• ACTIONS TO TAKE
(A) Answer these questions about the coral lighting post:
(i) What does the post say decreasing the lighting duration after adding new lights will help corals do?
(ii) What wattage of MH did the corals in the writer's situation live under?
(iii) What happened to the zoa polyps the writer observed?
(B) Update the coral lighting post by restating it from "Changes in lighting" to "have had them.", with "lighting duration" replaced by "photoperiod".
(C) Take the coral lighting post further by continuing it after its final sentence.

• SOURCE TEXT
'''

Changes in lighting are notorious for causing problems. The fact that it took 2 months is a little strange, but not really... Some people say that you should decrease the lighting duration after adding new lights. This will help corals adapt. It might help with your SPS corals, although never did anything useful in my situation **. Also, I would definitely look into a UV shield. If your Mhs are double-ended, I'm told this is necessary. Mine where single ended, but I still think I should have had them.
** Background info - My situation:
I found that some corals would lived fine under a 250MH for months and even grew well, but all of a sudden for no reason, they would start bleaching and dieing. I'd move them lower in the tank and they'd come back. But when I tried to move them up again they would bleach again... Occasionally they'd do okay for a month or so and then bleach again. With some such as zoas, I'd observe the polyps get smaller and smaller until they disappeared, almost like they were starving...

'''

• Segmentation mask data
'''

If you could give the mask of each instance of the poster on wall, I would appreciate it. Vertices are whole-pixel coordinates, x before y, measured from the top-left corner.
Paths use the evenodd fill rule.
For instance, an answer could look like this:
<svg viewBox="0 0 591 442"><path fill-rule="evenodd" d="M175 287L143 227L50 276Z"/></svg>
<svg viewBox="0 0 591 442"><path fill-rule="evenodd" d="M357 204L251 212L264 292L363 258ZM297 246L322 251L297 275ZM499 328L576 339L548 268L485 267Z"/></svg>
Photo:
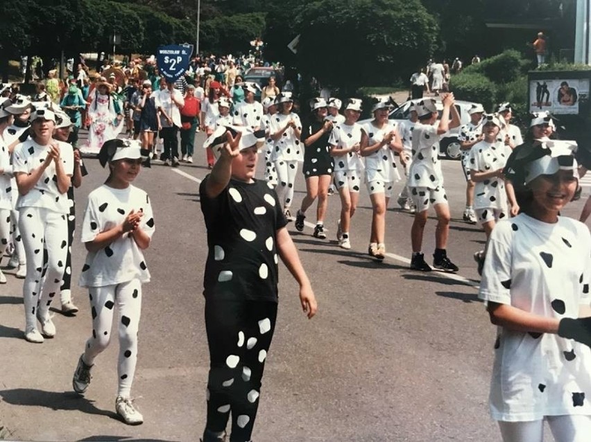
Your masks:
<svg viewBox="0 0 591 442"><path fill-rule="evenodd" d="M529 82L529 112L554 115L579 114L581 101L589 98L589 80L533 80Z"/></svg>

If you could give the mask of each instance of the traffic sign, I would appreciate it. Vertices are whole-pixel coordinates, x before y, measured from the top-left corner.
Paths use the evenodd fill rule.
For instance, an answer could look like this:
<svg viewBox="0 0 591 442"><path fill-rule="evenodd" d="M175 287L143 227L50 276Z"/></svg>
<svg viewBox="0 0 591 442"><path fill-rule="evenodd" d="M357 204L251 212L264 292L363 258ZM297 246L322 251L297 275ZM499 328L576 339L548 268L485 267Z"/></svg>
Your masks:
<svg viewBox="0 0 591 442"><path fill-rule="evenodd" d="M167 81L180 78L189 68L189 62L193 53L192 44L169 44L161 46L156 51L156 62L160 74Z"/></svg>

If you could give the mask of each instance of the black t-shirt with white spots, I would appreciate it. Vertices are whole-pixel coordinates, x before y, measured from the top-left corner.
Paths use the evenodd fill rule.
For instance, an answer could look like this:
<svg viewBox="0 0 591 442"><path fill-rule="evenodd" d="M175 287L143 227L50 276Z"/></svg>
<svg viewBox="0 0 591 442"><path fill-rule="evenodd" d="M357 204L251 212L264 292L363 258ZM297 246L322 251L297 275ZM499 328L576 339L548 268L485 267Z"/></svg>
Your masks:
<svg viewBox="0 0 591 442"><path fill-rule="evenodd" d="M264 181L230 179L209 198L209 176L199 188L209 249L204 295L277 302L277 231L287 224L277 194Z"/></svg>

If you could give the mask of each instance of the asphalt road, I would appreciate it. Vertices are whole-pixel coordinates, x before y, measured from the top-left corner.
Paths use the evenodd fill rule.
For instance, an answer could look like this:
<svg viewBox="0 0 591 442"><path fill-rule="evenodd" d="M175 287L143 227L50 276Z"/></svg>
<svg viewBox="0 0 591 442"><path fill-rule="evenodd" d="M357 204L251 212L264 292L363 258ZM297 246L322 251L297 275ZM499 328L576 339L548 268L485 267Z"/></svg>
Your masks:
<svg viewBox="0 0 591 442"><path fill-rule="evenodd" d="M97 359L85 396L71 391L72 373L91 330L86 292L74 287L81 308L76 317L55 312L55 339L29 344L23 339L22 281L8 270L8 283L0 286L0 426L6 439L198 440L209 358L201 295L207 249L198 183L207 170L202 150L194 159L178 169L155 162L135 183L151 195L156 220L146 253L153 279L144 286L132 389L144 425L126 426L114 414L115 342ZM96 159L86 164L90 175L76 193L78 224L87 195L107 175ZM408 269L412 215L395 204L386 217L388 255L382 263L370 258L366 191L352 221L350 251L340 249L334 238L336 196L329 201L328 239L312 237L310 226L300 233L290 224L319 312L311 321L305 318L297 285L282 265L257 442L499 440L487 404L495 331L477 298L472 257L484 234L460 220L465 184L459 163L444 161L443 171L454 218L448 251L460 267L456 276ZM294 208L304 191L300 175ZM573 203L565 214L576 215L582 205ZM315 221L314 211L307 220ZM424 247L429 262L434 229L430 218ZM84 259L81 245L74 254L76 280Z"/></svg>

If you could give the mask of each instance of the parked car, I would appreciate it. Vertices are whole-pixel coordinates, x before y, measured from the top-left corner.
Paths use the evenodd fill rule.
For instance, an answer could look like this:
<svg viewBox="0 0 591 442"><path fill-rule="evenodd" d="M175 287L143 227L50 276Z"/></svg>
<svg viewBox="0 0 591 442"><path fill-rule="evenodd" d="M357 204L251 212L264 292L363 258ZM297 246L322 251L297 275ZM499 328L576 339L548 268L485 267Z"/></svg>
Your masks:
<svg viewBox="0 0 591 442"><path fill-rule="evenodd" d="M404 120L409 119L409 111L411 105L420 101L420 99L409 100L405 101L398 107L394 109L390 112L388 119L400 123ZM471 101L462 101L460 100L456 100L456 109L458 109L458 113L460 115L460 125L457 127L450 129L448 132L441 135L440 142L439 143L439 156L445 157L450 159L459 159L461 157L460 150L460 143L458 141L458 135L460 133L460 127L465 124L470 123L470 114L468 109L472 107L472 105L477 103ZM439 111L440 117L441 112L443 110L443 105L440 101L436 102L437 110ZM370 120L364 120L359 123L366 123Z"/></svg>
<svg viewBox="0 0 591 442"><path fill-rule="evenodd" d="M283 87L283 73L280 69L273 67L251 67L242 76L247 82L257 83L261 89L268 85L269 77L275 77L275 85L281 89ZM257 94L257 98L260 97L260 92Z"/></svg>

'''

• ANSWER LIST
(A)
(i) Adapt.
(ii) 250.
(iii) They got smaller and smaller until they disappeared.

(B)
Changes in lighting are notorious for causing problems. The fact that it took 2 months is a little strange, but not really... Some people say that you should decrease the photoperiod after adding new lights. This will help corals adapt. It might help with your SPS corals, although never did anything useful in my situation **. Also, I would definitely look into a UV shield. If your Mhs are double-ended, I'm told this is necessary. Mine where single ended, but I still think I should have had them.

(C)
Whats really odd is that I finally gave up and switched to PC lights and the same corals are doing great. Within 3 months or so, they have grown and average of 3x their size. In the 4-5 years I had most of them under the MH's they lived, but never grew.... Granted these are things like zoas palythoa, an LT anemone, etc... but still these corals are soft corals, that are supposed to like fairly high levels of light....
My thinking is that the issue was something to do with the UV light produced by the MHs. I did notice when they started bleaching, their tissue would start to flake off, like a sunburn. Maybe the constant sunburning just stressed them out too much or some light protective nutrient was being used up. The other possibility, is that the zooxanthellae, grew to fast and poisoned the corals with excess byproducts. (This is actually the exact subject that sparked my interest in gene regulation).